### WHAT TO DO
Reproduce the closing part of the entries exactly: the line with "of green grapes." and all lines after it, ending with the last line, and nothing else.

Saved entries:
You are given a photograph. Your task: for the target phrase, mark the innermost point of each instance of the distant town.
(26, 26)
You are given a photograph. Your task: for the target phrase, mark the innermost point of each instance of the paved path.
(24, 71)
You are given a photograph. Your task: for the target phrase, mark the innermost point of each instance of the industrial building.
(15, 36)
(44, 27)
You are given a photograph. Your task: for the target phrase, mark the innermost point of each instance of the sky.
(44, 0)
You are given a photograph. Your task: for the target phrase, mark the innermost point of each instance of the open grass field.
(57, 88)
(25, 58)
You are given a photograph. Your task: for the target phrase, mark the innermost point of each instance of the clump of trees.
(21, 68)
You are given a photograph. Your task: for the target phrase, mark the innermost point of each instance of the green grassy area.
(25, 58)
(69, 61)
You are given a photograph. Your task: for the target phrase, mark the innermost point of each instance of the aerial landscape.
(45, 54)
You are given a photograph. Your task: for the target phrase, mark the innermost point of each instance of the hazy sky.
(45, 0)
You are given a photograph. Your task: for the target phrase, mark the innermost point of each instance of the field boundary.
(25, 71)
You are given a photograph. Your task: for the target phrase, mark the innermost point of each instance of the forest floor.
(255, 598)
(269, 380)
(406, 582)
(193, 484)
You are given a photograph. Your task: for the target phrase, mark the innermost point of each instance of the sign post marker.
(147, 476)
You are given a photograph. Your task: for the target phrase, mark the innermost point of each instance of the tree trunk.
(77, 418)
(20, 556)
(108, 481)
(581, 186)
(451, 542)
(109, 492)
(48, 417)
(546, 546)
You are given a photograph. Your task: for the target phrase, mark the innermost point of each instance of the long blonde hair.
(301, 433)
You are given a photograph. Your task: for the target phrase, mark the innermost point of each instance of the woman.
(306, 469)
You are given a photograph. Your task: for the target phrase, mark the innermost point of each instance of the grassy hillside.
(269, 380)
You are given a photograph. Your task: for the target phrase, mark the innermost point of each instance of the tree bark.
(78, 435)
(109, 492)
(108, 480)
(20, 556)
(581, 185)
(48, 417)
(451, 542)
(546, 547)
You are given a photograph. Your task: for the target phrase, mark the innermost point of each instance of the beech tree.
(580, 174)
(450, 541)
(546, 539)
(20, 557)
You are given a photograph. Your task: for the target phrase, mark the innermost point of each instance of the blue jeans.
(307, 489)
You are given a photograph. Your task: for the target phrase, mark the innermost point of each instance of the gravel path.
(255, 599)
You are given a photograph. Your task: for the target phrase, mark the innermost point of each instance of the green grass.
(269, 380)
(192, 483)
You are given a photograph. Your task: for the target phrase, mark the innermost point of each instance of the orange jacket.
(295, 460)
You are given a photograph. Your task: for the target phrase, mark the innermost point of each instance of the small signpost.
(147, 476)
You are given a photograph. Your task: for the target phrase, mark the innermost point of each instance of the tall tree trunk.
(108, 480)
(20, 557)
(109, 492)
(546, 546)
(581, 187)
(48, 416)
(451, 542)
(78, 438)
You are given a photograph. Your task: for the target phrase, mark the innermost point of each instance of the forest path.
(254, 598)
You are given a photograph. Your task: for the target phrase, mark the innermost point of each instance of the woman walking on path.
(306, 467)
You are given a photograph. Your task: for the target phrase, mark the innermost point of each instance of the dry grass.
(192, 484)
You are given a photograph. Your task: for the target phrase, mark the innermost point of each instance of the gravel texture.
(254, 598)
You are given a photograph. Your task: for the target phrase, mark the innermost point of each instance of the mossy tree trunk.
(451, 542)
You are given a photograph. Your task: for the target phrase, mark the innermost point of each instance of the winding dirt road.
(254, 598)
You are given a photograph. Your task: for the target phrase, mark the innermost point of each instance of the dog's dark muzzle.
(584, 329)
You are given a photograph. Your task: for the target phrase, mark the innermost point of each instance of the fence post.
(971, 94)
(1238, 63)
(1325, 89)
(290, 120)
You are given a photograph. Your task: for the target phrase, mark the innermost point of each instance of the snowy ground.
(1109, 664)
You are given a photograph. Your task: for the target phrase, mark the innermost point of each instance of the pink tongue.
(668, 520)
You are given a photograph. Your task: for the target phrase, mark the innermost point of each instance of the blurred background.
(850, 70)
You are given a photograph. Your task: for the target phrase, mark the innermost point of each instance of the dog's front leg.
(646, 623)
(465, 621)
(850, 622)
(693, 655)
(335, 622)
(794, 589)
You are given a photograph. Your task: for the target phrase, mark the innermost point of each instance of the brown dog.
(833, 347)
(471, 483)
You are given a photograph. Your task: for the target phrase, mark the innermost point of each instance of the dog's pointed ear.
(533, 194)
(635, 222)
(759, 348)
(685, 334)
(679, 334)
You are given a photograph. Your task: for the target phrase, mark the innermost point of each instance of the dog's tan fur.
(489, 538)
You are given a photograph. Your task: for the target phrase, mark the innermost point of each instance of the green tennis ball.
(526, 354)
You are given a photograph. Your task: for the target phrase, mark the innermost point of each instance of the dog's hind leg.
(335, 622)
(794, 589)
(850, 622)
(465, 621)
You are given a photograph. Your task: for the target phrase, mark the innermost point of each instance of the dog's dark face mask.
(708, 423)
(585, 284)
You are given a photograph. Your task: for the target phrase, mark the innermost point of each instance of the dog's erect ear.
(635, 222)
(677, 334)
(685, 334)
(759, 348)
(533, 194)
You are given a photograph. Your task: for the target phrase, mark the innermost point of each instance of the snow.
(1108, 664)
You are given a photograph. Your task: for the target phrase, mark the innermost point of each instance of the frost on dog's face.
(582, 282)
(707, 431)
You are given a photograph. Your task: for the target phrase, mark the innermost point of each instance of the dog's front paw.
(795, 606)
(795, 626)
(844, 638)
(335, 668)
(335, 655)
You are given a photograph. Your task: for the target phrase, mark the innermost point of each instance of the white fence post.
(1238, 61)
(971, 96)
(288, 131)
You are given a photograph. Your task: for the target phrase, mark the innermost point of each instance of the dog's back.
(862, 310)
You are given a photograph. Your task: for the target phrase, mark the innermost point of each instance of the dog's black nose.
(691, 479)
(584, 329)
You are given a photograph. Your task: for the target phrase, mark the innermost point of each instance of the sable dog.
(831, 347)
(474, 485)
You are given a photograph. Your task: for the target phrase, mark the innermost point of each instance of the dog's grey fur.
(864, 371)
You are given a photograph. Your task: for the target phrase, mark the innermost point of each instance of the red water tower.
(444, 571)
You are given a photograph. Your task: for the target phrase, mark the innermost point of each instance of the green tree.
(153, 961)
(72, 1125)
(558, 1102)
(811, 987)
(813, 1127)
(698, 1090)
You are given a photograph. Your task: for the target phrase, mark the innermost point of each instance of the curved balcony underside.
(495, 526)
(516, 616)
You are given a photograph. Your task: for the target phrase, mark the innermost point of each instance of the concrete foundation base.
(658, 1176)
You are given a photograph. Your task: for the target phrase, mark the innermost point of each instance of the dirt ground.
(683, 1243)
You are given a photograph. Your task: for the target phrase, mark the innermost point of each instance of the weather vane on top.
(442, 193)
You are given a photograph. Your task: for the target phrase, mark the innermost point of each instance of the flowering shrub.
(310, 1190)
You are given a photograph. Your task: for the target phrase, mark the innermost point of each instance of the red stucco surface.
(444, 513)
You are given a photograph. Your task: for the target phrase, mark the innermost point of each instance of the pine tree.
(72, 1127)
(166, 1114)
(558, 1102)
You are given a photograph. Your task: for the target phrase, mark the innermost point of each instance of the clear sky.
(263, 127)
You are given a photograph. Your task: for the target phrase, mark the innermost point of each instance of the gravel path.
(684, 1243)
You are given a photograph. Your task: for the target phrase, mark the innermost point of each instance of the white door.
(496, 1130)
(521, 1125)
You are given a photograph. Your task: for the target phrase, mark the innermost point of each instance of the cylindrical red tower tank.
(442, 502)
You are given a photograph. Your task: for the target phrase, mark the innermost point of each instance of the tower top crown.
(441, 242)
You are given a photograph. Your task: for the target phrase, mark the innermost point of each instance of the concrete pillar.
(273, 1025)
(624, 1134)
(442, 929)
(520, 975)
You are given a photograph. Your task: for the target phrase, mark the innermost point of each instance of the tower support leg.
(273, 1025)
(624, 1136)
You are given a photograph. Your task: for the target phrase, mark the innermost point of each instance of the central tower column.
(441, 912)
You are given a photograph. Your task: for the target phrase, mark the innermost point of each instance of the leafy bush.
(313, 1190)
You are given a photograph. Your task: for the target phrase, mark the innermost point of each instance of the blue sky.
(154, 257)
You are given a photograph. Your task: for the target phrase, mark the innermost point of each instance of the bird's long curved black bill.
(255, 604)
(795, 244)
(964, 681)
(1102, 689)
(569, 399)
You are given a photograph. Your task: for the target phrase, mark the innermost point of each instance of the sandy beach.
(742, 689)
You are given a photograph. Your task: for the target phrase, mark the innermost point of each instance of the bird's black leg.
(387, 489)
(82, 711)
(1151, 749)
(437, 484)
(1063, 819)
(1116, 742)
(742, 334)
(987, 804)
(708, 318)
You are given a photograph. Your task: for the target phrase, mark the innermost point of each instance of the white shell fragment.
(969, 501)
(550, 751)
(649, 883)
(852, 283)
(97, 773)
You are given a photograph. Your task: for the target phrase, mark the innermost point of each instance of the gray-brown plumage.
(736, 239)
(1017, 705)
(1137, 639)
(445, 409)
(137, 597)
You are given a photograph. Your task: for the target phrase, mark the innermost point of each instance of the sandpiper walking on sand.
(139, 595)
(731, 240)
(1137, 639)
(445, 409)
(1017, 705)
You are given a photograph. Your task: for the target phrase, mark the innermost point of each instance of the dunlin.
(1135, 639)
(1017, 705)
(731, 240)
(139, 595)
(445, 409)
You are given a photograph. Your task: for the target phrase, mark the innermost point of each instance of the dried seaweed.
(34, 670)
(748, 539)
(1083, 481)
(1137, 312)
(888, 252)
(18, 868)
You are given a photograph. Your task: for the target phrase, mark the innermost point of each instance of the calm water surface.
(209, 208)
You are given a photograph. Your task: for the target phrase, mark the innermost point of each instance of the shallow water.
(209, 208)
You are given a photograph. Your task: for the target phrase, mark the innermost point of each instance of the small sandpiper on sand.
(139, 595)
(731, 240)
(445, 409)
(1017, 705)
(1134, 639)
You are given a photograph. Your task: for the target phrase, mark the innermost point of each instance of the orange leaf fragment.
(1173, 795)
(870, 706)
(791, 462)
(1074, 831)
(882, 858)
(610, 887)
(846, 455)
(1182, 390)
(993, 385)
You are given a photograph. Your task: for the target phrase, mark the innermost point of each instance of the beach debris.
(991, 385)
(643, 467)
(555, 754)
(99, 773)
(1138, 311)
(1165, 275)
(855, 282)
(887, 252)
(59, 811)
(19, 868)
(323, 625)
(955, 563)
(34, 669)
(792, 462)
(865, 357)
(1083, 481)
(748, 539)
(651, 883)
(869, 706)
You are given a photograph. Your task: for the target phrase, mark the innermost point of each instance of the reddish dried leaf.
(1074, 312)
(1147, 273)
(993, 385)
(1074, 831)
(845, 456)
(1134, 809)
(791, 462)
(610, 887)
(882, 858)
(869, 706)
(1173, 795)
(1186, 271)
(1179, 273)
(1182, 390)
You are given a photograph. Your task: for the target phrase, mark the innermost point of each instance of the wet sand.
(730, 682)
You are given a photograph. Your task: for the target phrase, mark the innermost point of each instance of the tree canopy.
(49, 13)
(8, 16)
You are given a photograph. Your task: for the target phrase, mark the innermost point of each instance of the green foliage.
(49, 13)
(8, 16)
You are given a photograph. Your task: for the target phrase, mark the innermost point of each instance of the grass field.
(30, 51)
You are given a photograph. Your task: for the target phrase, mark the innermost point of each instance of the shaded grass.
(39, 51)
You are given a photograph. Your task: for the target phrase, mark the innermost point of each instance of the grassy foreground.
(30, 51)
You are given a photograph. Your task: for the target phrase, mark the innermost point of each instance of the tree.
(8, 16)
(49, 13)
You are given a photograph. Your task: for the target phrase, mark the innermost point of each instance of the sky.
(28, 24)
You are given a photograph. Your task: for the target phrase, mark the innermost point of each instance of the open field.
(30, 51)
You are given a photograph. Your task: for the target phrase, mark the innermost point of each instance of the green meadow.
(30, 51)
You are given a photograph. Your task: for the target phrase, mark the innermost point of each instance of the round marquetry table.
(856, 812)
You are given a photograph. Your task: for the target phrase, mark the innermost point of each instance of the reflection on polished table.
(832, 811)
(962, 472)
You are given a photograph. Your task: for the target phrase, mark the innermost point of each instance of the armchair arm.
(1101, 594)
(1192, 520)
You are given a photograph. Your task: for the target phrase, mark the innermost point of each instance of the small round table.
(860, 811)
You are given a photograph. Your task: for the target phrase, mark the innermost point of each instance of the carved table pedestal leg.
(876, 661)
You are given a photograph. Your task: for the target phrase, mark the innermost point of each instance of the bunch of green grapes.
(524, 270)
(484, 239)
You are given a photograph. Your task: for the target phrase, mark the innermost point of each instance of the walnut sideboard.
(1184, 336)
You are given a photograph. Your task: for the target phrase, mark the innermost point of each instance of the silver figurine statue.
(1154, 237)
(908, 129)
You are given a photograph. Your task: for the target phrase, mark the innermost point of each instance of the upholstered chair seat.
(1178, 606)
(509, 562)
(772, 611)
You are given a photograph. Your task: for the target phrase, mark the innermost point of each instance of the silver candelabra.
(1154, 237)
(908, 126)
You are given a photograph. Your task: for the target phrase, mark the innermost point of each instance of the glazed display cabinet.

### RESULT OF THIS TASK
You are given a photograph. Your task: for the target phrase, mark the innermost point of each instance of the bunch of green grapes.
(524, 270)
(484, 239)
You are given a photograph. Your task: for the target phrase, mark the innermost point of each instance of the walnut sideboard.
(1184, 336)
You are given a photograph. Your task: for the target phrase, mark the innermost point of each instance of the silver figurine statue.
(1154, 237)
(908, 129)
You are given a photograph. Your task: for the target phrase, mark the innermost point of each instance of the upholstered chair seat.
(1178, 606)
(509, 562)
(772, 611)
You are given a photograph. Your task: for the target phrase, mark the innermost point of each instance of the silver candelabra.
(1154, 237)
(908, 126)
You are given a photograph. Your task: for the target phrase, mark the innermost point of each instance of the glazed display cabinet.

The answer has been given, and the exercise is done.